# To do:
Look through the entries below for the line with "Target: falling water stream" and the line with "Target: striped tent canopy", then give again exactly those two lines and all lines between them, minus the pictures.

# Given records:
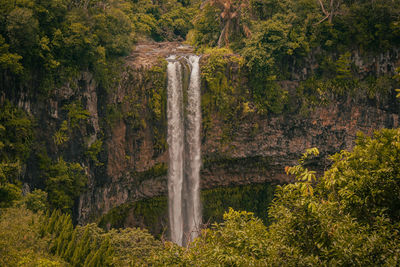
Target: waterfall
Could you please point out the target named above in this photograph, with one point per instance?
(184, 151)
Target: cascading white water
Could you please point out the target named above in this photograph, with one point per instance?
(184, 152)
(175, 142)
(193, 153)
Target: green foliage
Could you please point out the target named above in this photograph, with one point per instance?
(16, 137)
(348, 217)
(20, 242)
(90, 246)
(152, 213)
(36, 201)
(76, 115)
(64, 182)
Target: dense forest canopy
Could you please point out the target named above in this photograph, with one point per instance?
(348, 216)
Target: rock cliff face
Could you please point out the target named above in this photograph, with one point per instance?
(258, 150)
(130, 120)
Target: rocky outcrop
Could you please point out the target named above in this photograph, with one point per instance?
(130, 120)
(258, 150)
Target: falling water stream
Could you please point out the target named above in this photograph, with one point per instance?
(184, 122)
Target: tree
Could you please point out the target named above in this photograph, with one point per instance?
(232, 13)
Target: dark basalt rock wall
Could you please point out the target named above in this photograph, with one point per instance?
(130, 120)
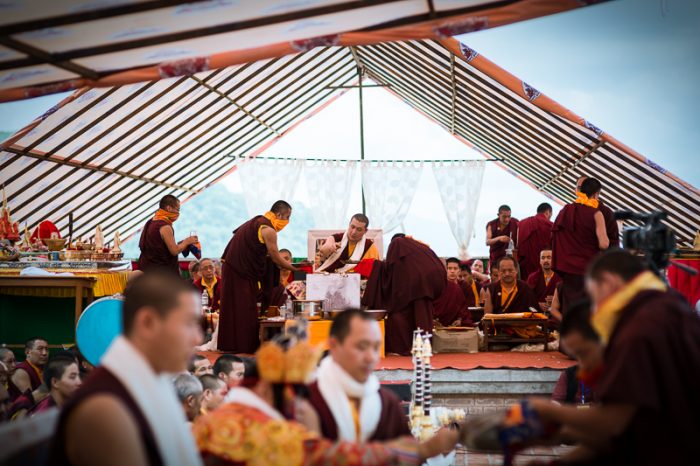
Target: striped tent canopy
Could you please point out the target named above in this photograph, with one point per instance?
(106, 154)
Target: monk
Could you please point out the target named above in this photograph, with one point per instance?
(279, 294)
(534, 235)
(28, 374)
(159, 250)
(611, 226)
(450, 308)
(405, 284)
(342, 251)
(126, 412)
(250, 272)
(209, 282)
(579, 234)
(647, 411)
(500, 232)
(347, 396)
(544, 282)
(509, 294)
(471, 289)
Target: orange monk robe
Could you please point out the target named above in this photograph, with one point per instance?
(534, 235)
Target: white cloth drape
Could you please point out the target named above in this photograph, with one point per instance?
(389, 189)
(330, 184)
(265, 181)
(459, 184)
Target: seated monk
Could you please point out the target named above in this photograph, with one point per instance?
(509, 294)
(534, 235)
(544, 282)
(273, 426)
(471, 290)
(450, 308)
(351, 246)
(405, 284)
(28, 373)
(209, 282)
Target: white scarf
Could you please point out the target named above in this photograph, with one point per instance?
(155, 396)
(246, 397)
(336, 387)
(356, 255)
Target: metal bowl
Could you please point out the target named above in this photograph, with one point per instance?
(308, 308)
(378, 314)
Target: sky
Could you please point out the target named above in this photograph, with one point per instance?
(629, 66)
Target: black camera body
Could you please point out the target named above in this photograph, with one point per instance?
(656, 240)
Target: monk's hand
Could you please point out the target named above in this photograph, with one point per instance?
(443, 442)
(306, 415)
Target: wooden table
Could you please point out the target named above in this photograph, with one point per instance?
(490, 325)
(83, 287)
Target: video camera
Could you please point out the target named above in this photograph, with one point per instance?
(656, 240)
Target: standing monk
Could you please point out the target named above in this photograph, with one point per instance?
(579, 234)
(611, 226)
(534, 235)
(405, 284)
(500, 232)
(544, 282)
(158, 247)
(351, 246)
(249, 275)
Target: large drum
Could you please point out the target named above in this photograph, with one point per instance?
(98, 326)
* * *
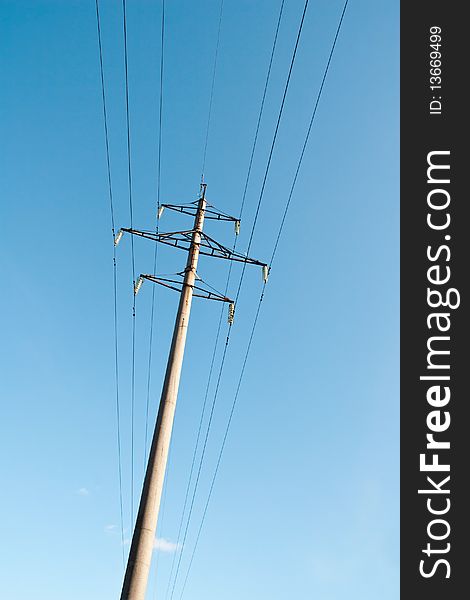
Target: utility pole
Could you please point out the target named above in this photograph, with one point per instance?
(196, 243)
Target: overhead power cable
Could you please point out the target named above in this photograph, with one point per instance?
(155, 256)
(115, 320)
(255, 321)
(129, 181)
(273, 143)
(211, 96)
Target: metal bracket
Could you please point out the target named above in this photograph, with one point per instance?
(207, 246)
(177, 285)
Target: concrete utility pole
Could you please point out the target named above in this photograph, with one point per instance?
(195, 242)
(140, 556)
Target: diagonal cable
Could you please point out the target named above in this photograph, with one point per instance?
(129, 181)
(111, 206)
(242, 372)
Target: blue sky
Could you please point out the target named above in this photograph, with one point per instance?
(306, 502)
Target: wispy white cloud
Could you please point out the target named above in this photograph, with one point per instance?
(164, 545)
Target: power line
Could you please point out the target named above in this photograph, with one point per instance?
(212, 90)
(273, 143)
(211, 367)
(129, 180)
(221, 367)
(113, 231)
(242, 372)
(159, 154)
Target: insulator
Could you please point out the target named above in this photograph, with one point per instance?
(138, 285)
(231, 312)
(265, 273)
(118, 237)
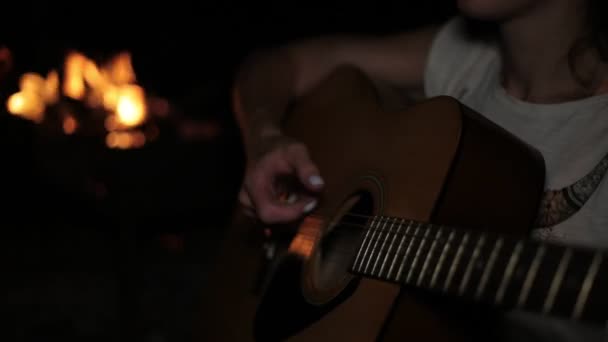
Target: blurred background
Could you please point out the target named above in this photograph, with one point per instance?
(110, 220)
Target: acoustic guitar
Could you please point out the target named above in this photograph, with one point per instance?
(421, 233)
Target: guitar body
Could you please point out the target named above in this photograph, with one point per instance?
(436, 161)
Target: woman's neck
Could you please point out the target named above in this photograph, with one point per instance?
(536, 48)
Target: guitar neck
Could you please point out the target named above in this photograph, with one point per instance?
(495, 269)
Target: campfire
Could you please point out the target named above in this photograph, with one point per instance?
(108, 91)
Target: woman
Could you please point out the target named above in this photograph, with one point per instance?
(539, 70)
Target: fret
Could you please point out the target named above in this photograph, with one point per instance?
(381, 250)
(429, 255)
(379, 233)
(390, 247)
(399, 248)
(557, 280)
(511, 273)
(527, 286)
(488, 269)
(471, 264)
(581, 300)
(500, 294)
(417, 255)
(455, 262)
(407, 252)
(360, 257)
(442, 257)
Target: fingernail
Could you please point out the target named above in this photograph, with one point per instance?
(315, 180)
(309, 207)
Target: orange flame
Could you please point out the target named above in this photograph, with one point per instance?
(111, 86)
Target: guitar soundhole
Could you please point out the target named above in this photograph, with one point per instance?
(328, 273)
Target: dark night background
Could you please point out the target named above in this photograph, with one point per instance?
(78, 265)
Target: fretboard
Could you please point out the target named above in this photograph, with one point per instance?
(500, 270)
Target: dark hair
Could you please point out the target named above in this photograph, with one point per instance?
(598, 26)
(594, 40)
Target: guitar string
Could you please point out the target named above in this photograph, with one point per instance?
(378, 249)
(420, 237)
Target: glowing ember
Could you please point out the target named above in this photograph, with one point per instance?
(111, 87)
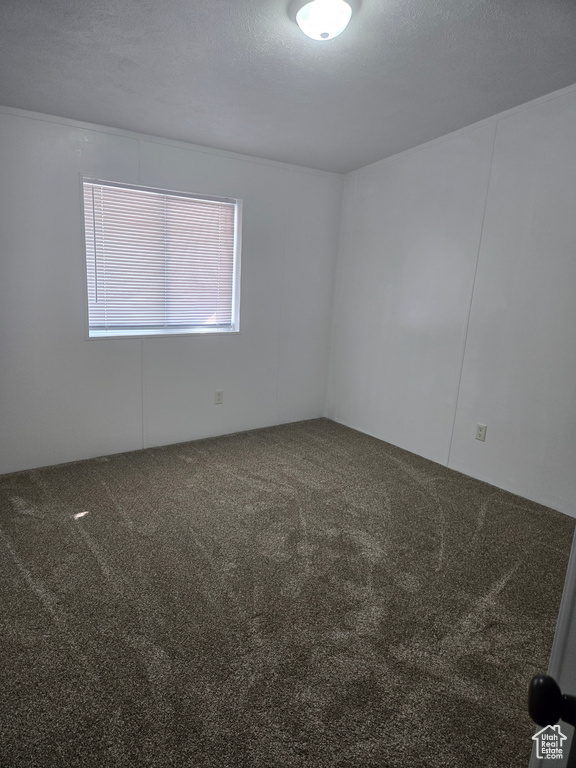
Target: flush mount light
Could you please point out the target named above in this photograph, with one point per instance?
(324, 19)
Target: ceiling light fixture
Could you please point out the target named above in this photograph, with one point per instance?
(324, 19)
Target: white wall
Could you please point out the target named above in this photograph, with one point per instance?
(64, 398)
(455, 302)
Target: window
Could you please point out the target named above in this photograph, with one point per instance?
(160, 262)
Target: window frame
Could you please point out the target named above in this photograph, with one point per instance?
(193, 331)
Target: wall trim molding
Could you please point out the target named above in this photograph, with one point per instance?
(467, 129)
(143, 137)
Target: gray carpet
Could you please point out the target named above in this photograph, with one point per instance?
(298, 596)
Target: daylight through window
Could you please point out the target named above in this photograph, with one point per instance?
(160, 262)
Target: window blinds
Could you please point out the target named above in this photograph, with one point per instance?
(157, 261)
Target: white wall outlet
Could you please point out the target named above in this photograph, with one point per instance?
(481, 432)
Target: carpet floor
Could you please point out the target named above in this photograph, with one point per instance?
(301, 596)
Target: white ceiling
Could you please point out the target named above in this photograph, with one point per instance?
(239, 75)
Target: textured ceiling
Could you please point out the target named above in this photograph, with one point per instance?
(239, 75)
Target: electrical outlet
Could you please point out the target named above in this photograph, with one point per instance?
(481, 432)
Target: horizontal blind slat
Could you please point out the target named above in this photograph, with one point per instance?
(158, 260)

# The answer:
Target: falling water stream
Could you please point out the target named above in this photograph, with one point per instance?
(184, 122)
Target: tree
Could you please point out the target named above in this photograph, with one point per instance?
(232, 13)
Target: dark basalt rock wall
Could you please point out the target named above in this photograph, with one point per instance?
(130, 120)
Target: striped tent canopy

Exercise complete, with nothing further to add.